* _Textauszug_
****************

Als zweites wird die Baselbieter Gesundheitsdirektion unter SVP-Regierungsrat Thomas Weber zitiert, die zwar auch keine Zahlen präsentieren kann, aber dennoch davon ausgeht, «dass circa 40 Prozent der Neuansteckungen Menschen mit fremdsprachigem Hintergrund oder einem entsprechenden Umfeld» betreffen. Weil BAZ-Autor Daniel Wahl diese Zahl aber als «zu tiefgestapelt» empfindet, folgt eine Pflegerin als Zeugin der Anklage, die «aus Angst vor beruflichen Konsequenzen» anonym bleiben will. Sie ist sich indes sicher: Auf den Basler Intensivstationen befänden sich «primär Menschen aus dem Osten». Dass es keine offiziellen Zahlen gibt, bestätigt zwar auch sie, doch werde «auf den Spitalgängen darüber geredet». 

Die unbelegten Aussagen zweier SVP-Politikerin und einer anonymen Pflegerin führen im Text umgehend zur empörten Reaktion eines weiteren SVPlers. Es könne nicht sein, «dass Intensivbetten und Beatmungsplätze überproportional von Personen mit Migrationshintergrund belegt sind», sagt Landrat Hanspeter Weibel.

****************

* _Aufgabe 1_
Beantworte zum Text über die Intensivstationen diese Fragen:
(a) Von wie viel Prozent der Neuansteckungen bei Menschen mit fremdsprachigem Hintergrund oder einem entsprechenden Umfeld geht die Baselbieter Gesundheitsdirektion aus?
(b) Aus welchem Grund will die Pflegerin anonym bleiben?
(c) Welches Amt hat Hanspeter Weibel?
* _Aufgabe 2_
Mach mit dem Text über die Intensivstationen nach seinem letzten Satz weiter.
Die Zeilen aus der Datenquelle braucht man hier nicht.

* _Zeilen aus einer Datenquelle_
****************

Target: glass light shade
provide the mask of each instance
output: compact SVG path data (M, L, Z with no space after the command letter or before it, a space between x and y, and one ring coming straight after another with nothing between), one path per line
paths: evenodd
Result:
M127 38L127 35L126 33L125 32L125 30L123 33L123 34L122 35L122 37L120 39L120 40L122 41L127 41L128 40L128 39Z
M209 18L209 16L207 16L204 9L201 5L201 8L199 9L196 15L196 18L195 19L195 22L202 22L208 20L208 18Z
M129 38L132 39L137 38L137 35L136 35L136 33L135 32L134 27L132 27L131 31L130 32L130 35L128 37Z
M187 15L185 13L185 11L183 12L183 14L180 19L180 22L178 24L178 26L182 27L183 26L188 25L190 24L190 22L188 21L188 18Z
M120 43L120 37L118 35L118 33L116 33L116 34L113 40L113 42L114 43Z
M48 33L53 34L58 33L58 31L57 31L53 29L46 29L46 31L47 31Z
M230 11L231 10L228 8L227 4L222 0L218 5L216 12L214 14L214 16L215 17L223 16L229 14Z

****************

* _Antwort 1_
(a) Von circa 40 Prozent.
(b) Aus Angst vor beruflichen Konsequenzen.
(c) Er ist Landrat.

* _Antwort 2_
Der Artikel diffamiert aber nicht nur eine Bevölkerungsgruppe, er liefert der SVP auch die Stichworte für ihre rassistische Politik.

Spätestens an diesem Punkt ist die Meinung gemacht. Da hilft es auch nichts mehr, dass der Spitalsprecher die Zahl aus dem Titel entschieden dementiert, weil die Spitäler gar keine Daten über Nationalität oder Migrationsgeschichte von Patient*innen erheben. Was hängenbleibt ist die faktenfreie Unterstellung, Migrant*innen seien undiszipliniert, hielten sich in der Schweiz nicht an die Regeln oder schleppten das Virus aus dem Ausland ein. Durch ihre Corona-Ansteckung nehmen sie, so der Tenor, den «richtigen Schweizer*innen» dann auch noch die ohnehin schon knappen Spitalplätze weg.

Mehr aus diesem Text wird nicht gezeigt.